# [Written instruction]
Please return each line of the records below that contains the string "bare", copied unchanged.

# [Material provided]
-------------------------

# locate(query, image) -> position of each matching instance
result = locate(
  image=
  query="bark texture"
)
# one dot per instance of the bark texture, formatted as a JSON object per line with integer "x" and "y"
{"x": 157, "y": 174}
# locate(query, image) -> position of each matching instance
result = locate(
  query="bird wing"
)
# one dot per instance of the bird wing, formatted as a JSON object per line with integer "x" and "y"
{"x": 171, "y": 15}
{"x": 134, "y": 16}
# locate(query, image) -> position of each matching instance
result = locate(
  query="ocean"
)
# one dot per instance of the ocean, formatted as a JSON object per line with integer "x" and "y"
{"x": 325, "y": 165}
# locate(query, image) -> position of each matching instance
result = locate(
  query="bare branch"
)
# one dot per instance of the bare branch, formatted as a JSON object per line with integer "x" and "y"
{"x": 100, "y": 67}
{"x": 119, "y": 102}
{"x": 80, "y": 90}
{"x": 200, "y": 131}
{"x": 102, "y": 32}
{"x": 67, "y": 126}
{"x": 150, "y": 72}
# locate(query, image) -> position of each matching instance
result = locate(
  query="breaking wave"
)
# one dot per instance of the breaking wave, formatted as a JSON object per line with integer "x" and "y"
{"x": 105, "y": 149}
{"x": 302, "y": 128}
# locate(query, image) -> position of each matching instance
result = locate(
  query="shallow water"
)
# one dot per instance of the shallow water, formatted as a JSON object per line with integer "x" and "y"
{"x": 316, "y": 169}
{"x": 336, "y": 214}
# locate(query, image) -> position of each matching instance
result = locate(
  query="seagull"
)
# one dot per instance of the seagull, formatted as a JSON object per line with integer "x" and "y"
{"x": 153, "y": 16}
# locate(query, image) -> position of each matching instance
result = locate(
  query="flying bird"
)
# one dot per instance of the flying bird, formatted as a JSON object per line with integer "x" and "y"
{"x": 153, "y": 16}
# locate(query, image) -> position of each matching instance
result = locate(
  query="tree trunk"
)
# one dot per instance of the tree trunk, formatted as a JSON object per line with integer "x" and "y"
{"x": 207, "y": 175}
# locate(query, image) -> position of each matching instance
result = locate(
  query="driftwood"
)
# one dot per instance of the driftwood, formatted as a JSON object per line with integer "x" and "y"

-------------------------

# [Solution for this exercise]
  query="bare branch"
# one dot per instance of the bare branch, formatted as a JSON object per line with integer "x" and "y"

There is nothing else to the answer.